▶ _GIVEN PROBLEM A_
Duplicate the passage of the VBPC rebuttal from "评论- Rebuttal by" to "versatility and effectiveness.".

·····

Thank you for the suggestion to further improve our VBPC method. While leveraging the EM algorithm is an intriguing idea, there are still practical challenges associated with its application.

Primarily, the E-step and M-step of the EM algorithm lack closed-form solutions in this context. Even if we were to derive an approximation for one step to compute it in closed form, the other step would still require iterative computation. This sequential nature of the EM algorithm would lead to the accumulation of the computational graph during iterations, resulting in a memory-inefficient process when updating the pseudo-coreset.

Despite these challenges, we agree that exploring efficient approximations to address these issues could significantly enhance the utility of VBPC. Investigating such improvements represents a highly valuable future research direction. We will include this discussion in the revised manuscript to acknowledge the potential of the EM algorithm as a future direction.

评论- Rebuttal by Authors

2024-11-18

[W1] Large Dataset and Continual Learning

Thanks for the constructive comment. Following your suggestion, we aim to further demonstrate the effectiveness of our VBPC method by showing that it not only achieves good performance on larger-scale datasets, which other BPC methods even struggle to train for the large ipc but also outperforms other BPC baselines in a continual learning setting. By doing so, we hope to highlight VBPC's ability to handle tasks that pose challenges for other BPC baselines, proving its versatility and effectiveness.

First, to show that our method is uniquely scalable to large datasets compared to other BPC methods, we conducted additional experiments on the ImageNetWoof (128x128x3) dataset [1] and the ImageNet1k (64x64x3) dataset [2]. Additionally, we included an experiment in a continual learning scenario to validate that our method performs better in practical scenarios.

We conducted experiments on the ImageWoof (128x128x3) dataset with ipc 1 and ipc 10 settings, as well as the resized ImageNet1k (64x64x3) dataset with ipc 1 and ipc 2 settings, to demonstrate the scalability of our method to high-resolution images and larger datasets. Unlike existing BPC baselines, which encountered memory issues and failed to train due to out-of-memory errors on an RTX 3090 GPU as the image resolution and number of classes increased, our method successfully completed training. Table R.5 clearly shows that VBPC significantly outperforms other baselines with a large margin for both the ImageWoof and resized ImageNet1k datasets.

Next, we validated the practical effectiveness of our method through continual learning experiments using pseudo-coreset images learned by each method. We followed the continual learning setup described in [3,4], where class-balanced training examples are greedily stored in memory, and the model is trained from scratch using only the latest memory. Specifically, we performed a 5-step class incremental learning experiment on CIFAR100 with an ipc 20 setting, following the class splits proposed in [3,4]. Table R.6 demonstrates that VBPC consistently outperforms other baselines across all steps, confirming its superior practicality and effectiveness in real-world continual learning scenarios.

·····

▶ _GIVEN PROBLEM B_
Report only the number of lines in the records that contain the string "ball", where case counts.

[Excerpts of location labeling data]
·····

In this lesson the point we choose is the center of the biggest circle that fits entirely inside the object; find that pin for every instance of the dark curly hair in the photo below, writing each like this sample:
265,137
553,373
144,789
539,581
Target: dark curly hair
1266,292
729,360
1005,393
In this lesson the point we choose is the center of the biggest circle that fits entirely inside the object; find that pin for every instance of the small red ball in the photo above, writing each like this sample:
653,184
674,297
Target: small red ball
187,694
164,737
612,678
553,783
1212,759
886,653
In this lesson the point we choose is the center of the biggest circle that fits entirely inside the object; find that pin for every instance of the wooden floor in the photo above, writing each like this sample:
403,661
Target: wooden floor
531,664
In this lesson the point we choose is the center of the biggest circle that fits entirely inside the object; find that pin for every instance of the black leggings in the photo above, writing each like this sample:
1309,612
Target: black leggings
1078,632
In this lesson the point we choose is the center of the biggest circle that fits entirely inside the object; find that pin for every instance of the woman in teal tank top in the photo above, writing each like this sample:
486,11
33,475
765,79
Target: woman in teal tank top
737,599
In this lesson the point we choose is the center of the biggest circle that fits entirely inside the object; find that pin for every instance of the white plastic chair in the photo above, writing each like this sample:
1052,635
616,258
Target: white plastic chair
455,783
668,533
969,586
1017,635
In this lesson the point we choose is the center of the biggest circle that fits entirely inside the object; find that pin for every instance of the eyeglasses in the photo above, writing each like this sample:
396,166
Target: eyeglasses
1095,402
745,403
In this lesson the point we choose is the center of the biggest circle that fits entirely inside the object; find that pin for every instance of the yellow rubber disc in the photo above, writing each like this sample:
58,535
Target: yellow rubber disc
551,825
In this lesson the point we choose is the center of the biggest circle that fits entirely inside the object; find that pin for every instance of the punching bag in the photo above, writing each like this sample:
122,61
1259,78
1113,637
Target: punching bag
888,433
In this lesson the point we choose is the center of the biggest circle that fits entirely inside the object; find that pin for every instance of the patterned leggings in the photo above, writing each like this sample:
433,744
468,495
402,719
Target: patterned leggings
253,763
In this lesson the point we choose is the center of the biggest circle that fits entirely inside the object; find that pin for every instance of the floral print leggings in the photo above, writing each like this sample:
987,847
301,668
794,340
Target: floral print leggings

·····

▶ _FULL RESPONSE A_
评论- Rebuttal by Authors

2024-11-18

[W1] Large Dataset and Continual Learning

Thanks for the constructive comment. Following your suggestion, we aim to further demonstrate the effectiveness of our VBPC method by showing that it not only achieves good performance on larger-scale datasets, which other BPC methods even struggle to train for the large ipc but also outperforms other BPC baselines in a continual learning setting. By doing so, we hope to highlight VBPC's ability to handle tasks that pose challenges for other BPC baselines, proving its versatility and effectiveness.

▶ _FULL RESPONSE B_
2